• **WHAT NEEDS TO BE DONE**: All of the records listed below should be retyped exactly.

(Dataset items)

- Opening Delimiter -

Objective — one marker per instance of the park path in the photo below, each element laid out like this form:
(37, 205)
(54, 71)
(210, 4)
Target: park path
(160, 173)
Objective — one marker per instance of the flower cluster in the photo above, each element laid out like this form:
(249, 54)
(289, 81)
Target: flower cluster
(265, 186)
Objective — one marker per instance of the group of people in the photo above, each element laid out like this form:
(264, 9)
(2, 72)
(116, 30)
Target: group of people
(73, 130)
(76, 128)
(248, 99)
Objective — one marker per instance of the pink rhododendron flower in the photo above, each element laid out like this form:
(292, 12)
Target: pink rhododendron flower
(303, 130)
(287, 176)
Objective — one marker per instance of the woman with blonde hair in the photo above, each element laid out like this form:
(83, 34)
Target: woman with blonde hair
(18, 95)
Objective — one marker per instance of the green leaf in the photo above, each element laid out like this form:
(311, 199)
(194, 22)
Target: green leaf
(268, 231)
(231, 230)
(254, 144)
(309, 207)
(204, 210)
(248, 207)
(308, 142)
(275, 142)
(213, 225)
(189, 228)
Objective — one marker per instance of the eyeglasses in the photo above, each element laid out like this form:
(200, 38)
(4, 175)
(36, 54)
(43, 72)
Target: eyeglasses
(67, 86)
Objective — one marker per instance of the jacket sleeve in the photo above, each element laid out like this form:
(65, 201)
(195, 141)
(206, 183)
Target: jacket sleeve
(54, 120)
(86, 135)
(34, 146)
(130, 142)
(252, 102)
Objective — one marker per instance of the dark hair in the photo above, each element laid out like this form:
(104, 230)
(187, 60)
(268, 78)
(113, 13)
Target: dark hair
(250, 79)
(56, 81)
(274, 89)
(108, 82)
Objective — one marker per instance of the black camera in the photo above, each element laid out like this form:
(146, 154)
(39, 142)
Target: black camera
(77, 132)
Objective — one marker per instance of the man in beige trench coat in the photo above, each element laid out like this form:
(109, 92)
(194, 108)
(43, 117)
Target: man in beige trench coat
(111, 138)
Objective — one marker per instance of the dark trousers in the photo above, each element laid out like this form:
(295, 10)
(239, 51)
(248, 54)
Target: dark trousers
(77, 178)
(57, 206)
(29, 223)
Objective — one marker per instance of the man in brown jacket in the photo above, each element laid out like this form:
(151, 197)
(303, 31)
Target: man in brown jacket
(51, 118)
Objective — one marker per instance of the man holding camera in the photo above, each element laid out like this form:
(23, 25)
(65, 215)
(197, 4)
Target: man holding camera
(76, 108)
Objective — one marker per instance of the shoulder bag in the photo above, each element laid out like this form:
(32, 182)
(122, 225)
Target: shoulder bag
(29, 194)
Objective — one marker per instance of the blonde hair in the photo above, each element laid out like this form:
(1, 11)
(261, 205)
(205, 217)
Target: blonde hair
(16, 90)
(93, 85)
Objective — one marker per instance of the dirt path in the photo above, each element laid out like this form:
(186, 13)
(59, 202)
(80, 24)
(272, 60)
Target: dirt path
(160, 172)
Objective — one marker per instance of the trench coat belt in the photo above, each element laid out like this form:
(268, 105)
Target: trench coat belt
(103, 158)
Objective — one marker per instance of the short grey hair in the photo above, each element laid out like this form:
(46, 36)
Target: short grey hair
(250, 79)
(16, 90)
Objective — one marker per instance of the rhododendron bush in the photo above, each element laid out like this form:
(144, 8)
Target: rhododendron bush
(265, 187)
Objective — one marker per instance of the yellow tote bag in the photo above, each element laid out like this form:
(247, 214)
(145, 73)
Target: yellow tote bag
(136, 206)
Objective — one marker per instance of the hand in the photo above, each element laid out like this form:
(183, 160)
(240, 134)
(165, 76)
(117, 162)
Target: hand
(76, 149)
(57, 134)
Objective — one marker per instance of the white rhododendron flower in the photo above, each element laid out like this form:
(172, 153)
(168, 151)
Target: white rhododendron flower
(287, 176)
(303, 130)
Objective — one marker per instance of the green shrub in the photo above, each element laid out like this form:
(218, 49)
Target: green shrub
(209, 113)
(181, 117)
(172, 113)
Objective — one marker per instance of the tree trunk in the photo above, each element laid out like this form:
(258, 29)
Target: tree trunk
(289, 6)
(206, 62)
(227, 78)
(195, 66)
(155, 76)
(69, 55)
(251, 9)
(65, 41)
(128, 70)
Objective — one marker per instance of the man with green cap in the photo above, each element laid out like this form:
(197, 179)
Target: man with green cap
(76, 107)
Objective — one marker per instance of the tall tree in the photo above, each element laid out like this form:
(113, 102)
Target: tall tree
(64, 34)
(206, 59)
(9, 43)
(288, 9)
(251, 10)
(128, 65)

- Closing Delimiter -

• **OUTPUT OF THE EXERCISE**:
Objective — one marker per instance of the park path in the photo below, each element laid out like this form:
(37, 205)
(54, 71)
(210, 4)
Target: park path
(160, 173)
Objective — one marker per instance of the flower cluster in the photo above, each element laid out like this form:
(249, 54)
(289, 81)
Target: flower cluster
(265, 186)
Objective — one marker per instance of the group of people in the photo above, each element laid out like this form:
(264, 9)
(2, 72)
(116, 30)
Target: group of people
(73, 130)
(76, 128)
(248, 99)
Objective — one marker per instance of the pink rhododendron flower in the photo above, each element laid out like this form:
(292, 12)
Target: pink rhododendron flower
(303, 130)
(287, 176)
Objective — one marker per instance of the woman with blonde hair in the photo above, each element laid out like this form:
(83, 34)
Target: woman with blonde hair
(18, 95)
Objective — one marker per instance of the green leaf in the photo above, each element laid out like this form:
(311, 199)
(194, 22)
Target: green leaf
(268, 231)
(231, 230)
(254, 144)
(309, 207)
(204, 210)
(248, 207)
(308, 142)
(275, 142)
(213, 225)
(189, 228)
Objective — one marker per instance of the eyeglasses in the photo above, each element laid out like this form:
(200, 38)
(4, 175)
(36, 54)
(43, 72)
Target: eyeglasses
(67, 86)
Objective — one marker per instance of the jacket sleeve in the photo above, each element laid out like this form:
(65, 201)
(195, 141)
(206, 183)
Target: jacket sleeve
(54, 120)
(86, 135)
(34, 146)
(130, 142)
(252, 102)
Objective — one marker per instance of the dark hair in the photo above, each element laid out like this form:
(104, 230)
(187, 60)
(268, 78)
(113, 13)
Target: dark hair
(250, 79)
(56, 81)
(274, 89)
(108, 82)
Objective — one marker per instance of the black camera in the photo above, each element laid out like this form:
(146, 154)
(39, 142)
Target: black camera
(77, 132)
Objective — one marker per instance of the man in beige trench coat in the photo above, each element laid out like this form:
(109, 92)
(194, 108)
(43, 117)
Target: man in beige trench coat
(111, 138)
Objective — one marker per instance of the dark trousers in the photo above, each element laid out like this form:
(295, 10)
(239, 51)
(248, 54)
Target: dark trousers
(77, 178)
(57, 206)
(29, 223)
Objective — one marker per instance of the man in brown jacket in the photo above, each element laid out like this form:
(151, 197)
(303, 31)
Target: man in brown jacket
(51, 118)
Objective — one marker per instance of the man holding camera in the photo above, each element laid out like this form:
(23, 25)
(65, 215)
(197, 4)
Target: man holding camera
(76, 108)
Objective — one marker per instance of the shoulder bag in the photo above, each element laid out like this form:
(32, 182)
(122, 225)
Target: shoulder bag
(29, 194)
Objective — one marker per instance of the blonde hair in the photo above, each element laid out like this form:
(1, 11)
(261, 205)
(205, 217)
Target: blonde hair
(16, 90)
(93, 85)
Objective — one marker per instance of the dirt path in the photo above, each element laid out like this form:
(186, 13)
(59, 202)
(80, 24)
(272, 60)
Target: dirt path
(160, 172)
Objective — one marker per instance of the trench coat belt in the photo above, each element laid out like this form:
(268, 105)
Target: trench coat belt
(103, 158)
Objective — one marker per instance of the short grey hair in the photo above, each element laid out like this form:
(46, 36)
Target: short grey hair
(250, 79)
(16, 90)
Objective — one marker per instance of the rhododendron bush in the photo above, each element laid out like this form:
(144, 8)
Target: rhododendron bush
(265, 187)
Objective — one marker per instance of the yellow tote bag in the photo above, each element laid out like this form:
(247, 214)
(145, 73)
Target: yellow tote bag
(136, 206)
Objective — one marker per instance of the hand in the photo above, each element laid out like this form:
(183, 160)
(240, 134)
(165, 76)
(117, 162)
Target: hand
(76, 149)
(57, 134)
Objective — one marker per instance of the white rhododendron flower in the photo above, each element laid out like this form:
(172, 153)
(168, 151)
Target: white rhododendron flower
(287, 176)
(303, 130)
Objective — one marker per instance of the green shrub in the photo above, each element laid out like this form:
(218, 49)
Target: green shrub
(209, 113)
(181, 117)
(172, 113)
Objective — one marker per instance of the tree trunk in the photo above, each element laid out like this form:
(258, 29)
Target: tree trunk
(289, 6)
(206, 62)
(227, 78)
(195, 66)
(155, 76)
(69, 55)
(251, 9)
(65, 41)
(128, 70)
Objective — one marker per instance of the man with green cap in the photo above, each element laid out like this form:
(197, 179)
Target: man with green cap
(76, 107)
Objective — one marker per instance of the tall tree in the photo above, each element laid out like this form:
(113, 102)
Target: tall tree
(64, 34)
(206, 59)
(9, 43)
(288, 9)
(251, 10)
(128, 65)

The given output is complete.